TEXT PROVIDED:
..........

The board tried to terminate 322 teachers and administrators since 1997, but sacked only 23, the New York Daily News discovered.

Jean Stabinsky survived, even though she yelled "Fight! Fight!" as two of her kindergartners punched and kicked a third boy lying on the ground.

"While she let them fight for a few minutes and provoked them into continuing it," hearing officer Howard Edelman ruled, "her actions were not so egregious as to justify her discharge."

In one respect, New York's schools stand at the top of the heap: segregation. "New York is the most segregated state in the nation in terms of public schools," said Gary Oldfield, author of a recent Harvard study. "It leads the pack in intense segregation of both black and Hispanic students." This statewide phenomenon exists largely because Gotham's whites have flocked to private and suburban schools and left non-whites behind in less racially diverse classrooms.

Not even New York's no-nonsense mayor has tamed this city's schools.

Like an octopus squirting ink at a predator, the board has escaped Rudy Giuliani's attempts to wrap his arms around it. He has advocated vouchers, higher standards and accountability. The recalcitrant board has eluded him.

Of course, this tragicomedy's victims are the students, many of them lower-income, minority kids with limited life chances. Challenging their minds would lift them from the streets. Instead, government schools leave them intellectually stunted, often for life. That seems the board's last concern, however. "Up with people?" Try "Up with budgets, payrolls and union contracts."

..........

REQUIRED ACTION A:
Reproduce everything in the passage on New York City's schools from "In one respect, New" down to "racially diverse classrooms.", word for word.
REQUIRED ACTION B:
Carry on the passage about the New York City school board past its final sentence.

EXTRACTED INFORMATION:
..........

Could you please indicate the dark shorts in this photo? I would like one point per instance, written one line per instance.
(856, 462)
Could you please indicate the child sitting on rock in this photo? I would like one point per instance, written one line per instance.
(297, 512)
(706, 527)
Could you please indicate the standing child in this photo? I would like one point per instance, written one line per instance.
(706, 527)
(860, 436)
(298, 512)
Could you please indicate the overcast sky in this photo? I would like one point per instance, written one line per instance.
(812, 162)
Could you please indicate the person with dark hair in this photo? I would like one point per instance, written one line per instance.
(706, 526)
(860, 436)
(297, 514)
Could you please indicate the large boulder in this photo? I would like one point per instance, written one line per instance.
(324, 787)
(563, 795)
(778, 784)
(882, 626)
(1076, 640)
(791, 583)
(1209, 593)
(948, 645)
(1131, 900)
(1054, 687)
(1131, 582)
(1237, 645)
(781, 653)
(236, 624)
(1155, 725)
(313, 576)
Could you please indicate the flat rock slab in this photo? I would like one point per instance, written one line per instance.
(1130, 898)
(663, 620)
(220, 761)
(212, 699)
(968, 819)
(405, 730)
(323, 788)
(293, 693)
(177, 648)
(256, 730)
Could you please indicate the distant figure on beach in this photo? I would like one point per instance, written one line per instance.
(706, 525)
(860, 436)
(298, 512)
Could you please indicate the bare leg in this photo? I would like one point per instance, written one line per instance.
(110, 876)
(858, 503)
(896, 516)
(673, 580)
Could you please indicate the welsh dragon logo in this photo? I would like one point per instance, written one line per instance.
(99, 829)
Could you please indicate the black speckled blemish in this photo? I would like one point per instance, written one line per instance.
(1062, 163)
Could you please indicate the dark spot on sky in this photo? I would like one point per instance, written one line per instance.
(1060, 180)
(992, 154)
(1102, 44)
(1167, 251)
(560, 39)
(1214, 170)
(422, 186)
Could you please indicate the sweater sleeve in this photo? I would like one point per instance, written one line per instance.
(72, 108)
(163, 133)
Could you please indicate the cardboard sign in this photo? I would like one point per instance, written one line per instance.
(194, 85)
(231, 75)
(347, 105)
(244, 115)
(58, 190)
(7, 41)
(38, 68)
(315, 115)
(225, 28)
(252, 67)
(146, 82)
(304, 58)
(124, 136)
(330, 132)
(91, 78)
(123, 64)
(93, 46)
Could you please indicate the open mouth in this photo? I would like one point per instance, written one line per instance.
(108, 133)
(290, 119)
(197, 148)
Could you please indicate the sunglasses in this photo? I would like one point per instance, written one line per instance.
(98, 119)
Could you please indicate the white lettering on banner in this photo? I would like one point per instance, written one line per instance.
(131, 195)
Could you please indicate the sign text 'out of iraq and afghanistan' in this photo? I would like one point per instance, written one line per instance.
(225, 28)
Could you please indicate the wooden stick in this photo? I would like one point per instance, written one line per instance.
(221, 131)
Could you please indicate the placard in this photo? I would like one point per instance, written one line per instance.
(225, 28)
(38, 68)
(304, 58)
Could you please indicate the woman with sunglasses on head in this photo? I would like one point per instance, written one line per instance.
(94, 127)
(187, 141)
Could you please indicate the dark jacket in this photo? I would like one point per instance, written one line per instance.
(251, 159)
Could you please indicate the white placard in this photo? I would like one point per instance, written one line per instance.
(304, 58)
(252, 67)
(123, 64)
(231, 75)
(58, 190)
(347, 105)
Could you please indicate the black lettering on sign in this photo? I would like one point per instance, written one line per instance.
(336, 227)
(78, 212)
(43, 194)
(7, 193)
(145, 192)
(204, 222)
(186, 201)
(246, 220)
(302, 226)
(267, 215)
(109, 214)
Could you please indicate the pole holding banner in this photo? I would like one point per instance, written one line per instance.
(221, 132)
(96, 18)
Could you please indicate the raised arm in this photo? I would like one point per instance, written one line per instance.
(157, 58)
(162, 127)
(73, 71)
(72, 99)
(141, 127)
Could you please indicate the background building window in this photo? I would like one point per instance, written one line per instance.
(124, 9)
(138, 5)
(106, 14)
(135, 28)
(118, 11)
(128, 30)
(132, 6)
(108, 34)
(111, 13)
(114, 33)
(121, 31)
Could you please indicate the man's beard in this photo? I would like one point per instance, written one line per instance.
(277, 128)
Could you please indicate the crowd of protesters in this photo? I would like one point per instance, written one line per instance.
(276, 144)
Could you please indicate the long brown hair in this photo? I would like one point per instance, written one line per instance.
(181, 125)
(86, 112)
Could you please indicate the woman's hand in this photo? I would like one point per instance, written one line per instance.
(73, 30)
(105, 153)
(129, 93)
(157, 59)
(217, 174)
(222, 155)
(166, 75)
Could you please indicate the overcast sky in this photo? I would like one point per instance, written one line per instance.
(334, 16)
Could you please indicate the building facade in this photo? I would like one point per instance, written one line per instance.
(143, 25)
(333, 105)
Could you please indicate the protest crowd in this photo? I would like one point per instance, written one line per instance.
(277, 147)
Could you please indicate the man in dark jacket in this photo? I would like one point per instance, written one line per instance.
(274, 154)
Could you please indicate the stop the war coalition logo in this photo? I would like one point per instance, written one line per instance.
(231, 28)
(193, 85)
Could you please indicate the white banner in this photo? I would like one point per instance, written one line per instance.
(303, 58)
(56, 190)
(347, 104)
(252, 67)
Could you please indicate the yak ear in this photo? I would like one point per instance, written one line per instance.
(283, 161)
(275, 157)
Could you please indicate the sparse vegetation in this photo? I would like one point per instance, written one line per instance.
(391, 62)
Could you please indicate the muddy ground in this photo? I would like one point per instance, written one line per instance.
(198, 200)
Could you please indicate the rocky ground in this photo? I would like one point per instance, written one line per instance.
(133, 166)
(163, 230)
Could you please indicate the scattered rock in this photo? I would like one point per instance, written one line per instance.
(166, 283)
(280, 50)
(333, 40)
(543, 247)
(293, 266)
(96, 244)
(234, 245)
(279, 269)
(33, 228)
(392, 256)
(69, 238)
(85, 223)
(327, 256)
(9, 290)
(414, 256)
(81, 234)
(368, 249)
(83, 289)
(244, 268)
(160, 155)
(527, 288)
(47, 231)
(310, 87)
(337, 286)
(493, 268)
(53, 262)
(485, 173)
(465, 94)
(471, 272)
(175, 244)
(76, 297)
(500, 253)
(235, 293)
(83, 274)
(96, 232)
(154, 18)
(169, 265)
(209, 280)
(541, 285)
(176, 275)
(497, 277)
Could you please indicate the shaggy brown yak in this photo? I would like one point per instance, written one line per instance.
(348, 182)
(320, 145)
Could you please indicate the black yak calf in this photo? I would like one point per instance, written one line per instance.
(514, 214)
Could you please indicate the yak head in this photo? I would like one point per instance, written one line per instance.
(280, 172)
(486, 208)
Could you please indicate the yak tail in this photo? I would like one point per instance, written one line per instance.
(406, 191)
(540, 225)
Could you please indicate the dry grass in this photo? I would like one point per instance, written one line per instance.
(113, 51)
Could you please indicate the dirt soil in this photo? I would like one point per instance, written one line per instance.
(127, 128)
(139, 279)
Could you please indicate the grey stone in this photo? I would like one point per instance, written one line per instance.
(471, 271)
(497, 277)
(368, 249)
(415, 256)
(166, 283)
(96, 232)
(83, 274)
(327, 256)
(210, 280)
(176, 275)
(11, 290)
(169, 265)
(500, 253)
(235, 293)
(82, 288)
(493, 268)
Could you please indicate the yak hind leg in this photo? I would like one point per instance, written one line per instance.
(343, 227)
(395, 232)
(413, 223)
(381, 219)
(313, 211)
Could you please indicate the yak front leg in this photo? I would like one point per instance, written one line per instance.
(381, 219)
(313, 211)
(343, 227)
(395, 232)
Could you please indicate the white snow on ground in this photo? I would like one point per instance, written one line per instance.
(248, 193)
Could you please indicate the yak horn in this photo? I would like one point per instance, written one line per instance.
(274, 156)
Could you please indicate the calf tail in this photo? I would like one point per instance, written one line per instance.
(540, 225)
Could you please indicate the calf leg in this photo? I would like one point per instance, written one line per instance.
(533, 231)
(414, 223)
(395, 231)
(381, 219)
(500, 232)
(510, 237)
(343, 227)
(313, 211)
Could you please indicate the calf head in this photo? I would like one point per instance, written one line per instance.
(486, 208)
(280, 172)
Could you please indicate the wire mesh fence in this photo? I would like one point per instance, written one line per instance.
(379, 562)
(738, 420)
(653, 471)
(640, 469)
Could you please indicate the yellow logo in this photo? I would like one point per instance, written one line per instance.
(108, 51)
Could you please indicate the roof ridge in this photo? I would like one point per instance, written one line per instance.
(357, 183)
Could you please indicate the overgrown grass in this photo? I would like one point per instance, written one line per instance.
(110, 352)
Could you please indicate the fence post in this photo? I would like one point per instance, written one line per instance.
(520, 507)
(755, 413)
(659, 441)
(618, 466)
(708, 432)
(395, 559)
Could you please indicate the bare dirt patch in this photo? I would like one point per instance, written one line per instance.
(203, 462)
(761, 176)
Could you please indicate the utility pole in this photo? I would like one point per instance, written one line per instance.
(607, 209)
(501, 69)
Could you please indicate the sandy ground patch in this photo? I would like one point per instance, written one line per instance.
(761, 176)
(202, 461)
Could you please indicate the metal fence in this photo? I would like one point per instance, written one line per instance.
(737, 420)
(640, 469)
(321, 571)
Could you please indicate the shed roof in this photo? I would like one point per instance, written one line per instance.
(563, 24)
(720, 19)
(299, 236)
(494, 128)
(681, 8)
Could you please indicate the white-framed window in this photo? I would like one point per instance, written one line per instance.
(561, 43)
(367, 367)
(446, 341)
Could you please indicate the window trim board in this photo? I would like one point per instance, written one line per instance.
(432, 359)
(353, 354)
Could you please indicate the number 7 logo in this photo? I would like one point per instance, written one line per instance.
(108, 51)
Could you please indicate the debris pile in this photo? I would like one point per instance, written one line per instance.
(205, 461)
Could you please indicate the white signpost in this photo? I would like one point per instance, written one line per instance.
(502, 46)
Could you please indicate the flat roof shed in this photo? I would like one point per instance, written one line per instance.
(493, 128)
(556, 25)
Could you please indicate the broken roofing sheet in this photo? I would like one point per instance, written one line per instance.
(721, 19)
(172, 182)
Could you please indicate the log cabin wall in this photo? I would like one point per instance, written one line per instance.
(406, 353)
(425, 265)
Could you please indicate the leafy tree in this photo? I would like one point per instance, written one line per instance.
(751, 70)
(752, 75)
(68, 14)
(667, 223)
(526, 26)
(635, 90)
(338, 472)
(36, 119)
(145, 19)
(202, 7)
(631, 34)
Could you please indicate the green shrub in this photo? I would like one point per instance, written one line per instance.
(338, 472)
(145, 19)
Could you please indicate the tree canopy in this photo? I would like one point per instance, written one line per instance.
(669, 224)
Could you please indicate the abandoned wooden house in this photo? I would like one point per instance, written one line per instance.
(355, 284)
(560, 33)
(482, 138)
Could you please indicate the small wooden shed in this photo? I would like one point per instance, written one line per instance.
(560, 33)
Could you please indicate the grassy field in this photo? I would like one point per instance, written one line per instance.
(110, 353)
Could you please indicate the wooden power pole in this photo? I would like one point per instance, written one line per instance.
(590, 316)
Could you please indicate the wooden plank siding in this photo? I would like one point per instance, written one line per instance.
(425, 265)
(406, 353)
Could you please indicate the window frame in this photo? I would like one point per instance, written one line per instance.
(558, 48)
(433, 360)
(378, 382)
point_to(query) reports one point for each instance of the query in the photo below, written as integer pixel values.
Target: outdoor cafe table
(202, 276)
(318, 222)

..........

YOUR RESPONSE A:
In one respect, New York's schools stand at the top of the heap: segregation. "New York is the most segregated state in the nation in terms of public schools," said Gary Oldfield, author of a recent Harvard study. "It leads the pack in intense segregation of both black and Hispanic students." This statewide phenomenon exists largely because Gotham's whites have flocked to private and suburban schools and left non-whites behind in less racially diverse classrooms.

YOUR RESPONSE B:
Why can't kids learn? "It's not working because there's not enough money," Schools Chancellor Harold Levy recently bellowed. He lamented the board's $12.3 billion "shoestring" budget. The money never is enough for educrats like Levy, whose children attend the elite, private Dalton School. In fiscal year 2000, New York spent $9,739 per pupil.

That financed an on-time high school graduation rate of 49.9 percent of seniors, of whom 62.6 percent entered college. Fully 19.3 percent of the Class of 2000 dropped out altogether.

In contrast, the Catholic Archdiocese of New York (covering Manhattan, the Bronx and Staten Island, too) graduated 98 percent of its 12th graders on time, 89 percent of whom proceeded to college. Fewer than 1 percent dropped out. Per-pupil cost: $5,500 for secondary and $3,200 for primary schools.

While New York's board of education teaches its students very little, it clearly offers one lesson to any outsider willing to listen: Don't try this at home.

New York commentator Deroy Murdock is a columnist with the Scripps Howard News Service and a Senior Fellow with the Atlas Economic Research Foundation in Fairfax, Va.